◆ **EXCERPTED TEXT**
+++

Unknown (Edge)   25th Nov 2010 05:15
The Making of Pitfall!
======================

Format: Atari 2600
Release: 1982
Publisher: Activision
Developer: David Crane

Pitfall Harry is stuck in the jungle. He’s racing through, swinging from vines, jumping on alligator heads, grabbing treasures and looking for shortcuts. For David Crane, the creator and programmer of Pitfall!, one of the first Activision games for the Atari 2600, the hardest part of the game wasn’t avoiding the scorpions or coiled snakes, it was trying to jam a lot of game into only 4K of memory.

“I loved the technical challenge of designing games on the 2600,” says Crane of Atari’s first console unit. He and his fellow game developers for the much-loved 2600 were more than aware of the restrictions they were dealing with. They would have to write an entire game, complete with graphics, gameplay, sound effects and all the scoring in just 4096 bytes. You could hardly let your imagination run wild with that kind of memory size. “A lot of the game features in those days were not what you could think of, but what you could actually achieve.” At that time, Crane’s complete design philosophy was to first think of a clever and original technical achievement and then to build a game around it.

“The ‘little running man’ was really the technical hurdle,” says Crane. “If you think back to the state-of-the-art videogames of the late-’70s, there were very few attempts at animated figures in games. You controlled tanks, jet planes, Pong paddles and so on because the limited number of display pixels severely restricted the creation of smooth animation. I had developed a realistic-looking human character in 1979 before I had a game idea that needed one. The difficulty was coming up with a game that made sense to have a little running man in it.” For three years, Crane tested the character in different scenarios such as a ‘cops and robbers’ game, but it didn’t work and was therefore shelved.

In 1982, while he was between games, Crane finally decided he would figure out a game for the ‘little running man.’ “I sat down with a blank sheet of paper and drew a stick figure in the centre. I said, ‘Okay, I have a little running man and let’s put him on a path’ (two more lines drawn on the paper). ‘Where is the path? Let’s put it in a jungle’ (draw some trees). ‘Why is he running?’ (draw treasures to collect, enemies to avoid and so on). And Pitfall! was born.” The man became known as Pitfall Harry. “This entire process took about ten minutes. About 1,000 hours of programming later, the game was complete. In that era we said we spent 90 per cent of our time writing the last ten per cent of the game.”

It’s no surprise that the film Raiders of the Lost Ark, which was released in 1981, influenced the design of Pitfall!, and there was another apparent nod to Tarzan with the presence of the swinging vines. But not so obvious were the introductions of the alligators. “I remembered from deep in my childhood a pair of cartoon characters (Magpies) called Heckle and Jekyll. They had a sequence during which they would run across the heads of alligators, barely escaping the jaws. I thought that would make for an interesting sequence in the game.”



Leaping across alligator heads turned out to be Crane’s favourite aspect of the game. “The first time you crossed the alligators you did so by carefully waiting for the mouths to close, jumping onto the closed mouth, tapping the joystick to move over to stand on the forehead, and waiting until the mouth opened and closed again before moving on. But once you got really good you could sail non-stop across them by exactly aiming your landing to hit the forehead of the first alligator and immediately jumping again to the next one.”

+++

◆ **PROVIDED MATERIAL**
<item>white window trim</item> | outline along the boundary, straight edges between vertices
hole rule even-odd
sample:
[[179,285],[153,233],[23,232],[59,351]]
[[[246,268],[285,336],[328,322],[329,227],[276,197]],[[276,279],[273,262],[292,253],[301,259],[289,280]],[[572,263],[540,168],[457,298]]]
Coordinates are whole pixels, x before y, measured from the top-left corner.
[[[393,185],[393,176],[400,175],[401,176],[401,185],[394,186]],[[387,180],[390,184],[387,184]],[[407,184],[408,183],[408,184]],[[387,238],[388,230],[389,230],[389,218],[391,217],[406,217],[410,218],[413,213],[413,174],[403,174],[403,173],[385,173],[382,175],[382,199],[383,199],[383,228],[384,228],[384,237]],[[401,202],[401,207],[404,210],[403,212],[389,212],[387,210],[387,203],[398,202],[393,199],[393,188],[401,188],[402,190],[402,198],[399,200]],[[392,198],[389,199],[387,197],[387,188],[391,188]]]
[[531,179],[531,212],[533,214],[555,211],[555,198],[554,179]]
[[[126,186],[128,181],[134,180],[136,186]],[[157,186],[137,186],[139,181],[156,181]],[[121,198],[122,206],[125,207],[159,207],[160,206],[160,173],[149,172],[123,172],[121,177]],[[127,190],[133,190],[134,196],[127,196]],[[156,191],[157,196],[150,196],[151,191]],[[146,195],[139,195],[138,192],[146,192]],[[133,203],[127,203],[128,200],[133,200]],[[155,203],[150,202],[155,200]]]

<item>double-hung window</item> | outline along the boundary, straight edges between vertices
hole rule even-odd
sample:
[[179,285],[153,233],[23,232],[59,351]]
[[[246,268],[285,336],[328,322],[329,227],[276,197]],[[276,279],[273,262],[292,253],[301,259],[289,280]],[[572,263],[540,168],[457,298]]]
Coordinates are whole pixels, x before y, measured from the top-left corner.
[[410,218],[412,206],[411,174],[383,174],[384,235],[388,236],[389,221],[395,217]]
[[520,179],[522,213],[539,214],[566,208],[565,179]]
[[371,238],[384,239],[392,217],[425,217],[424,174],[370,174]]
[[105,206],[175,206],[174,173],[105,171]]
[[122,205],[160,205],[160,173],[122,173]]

+++

According to the Pitfall! article, how much time did Crane spend working out the game's basic idea on a blank sheet of paper? The entries have nothing to do with the Pitfall! article.

◆ **RESPONSE TO THE TASK**
About ten minutes.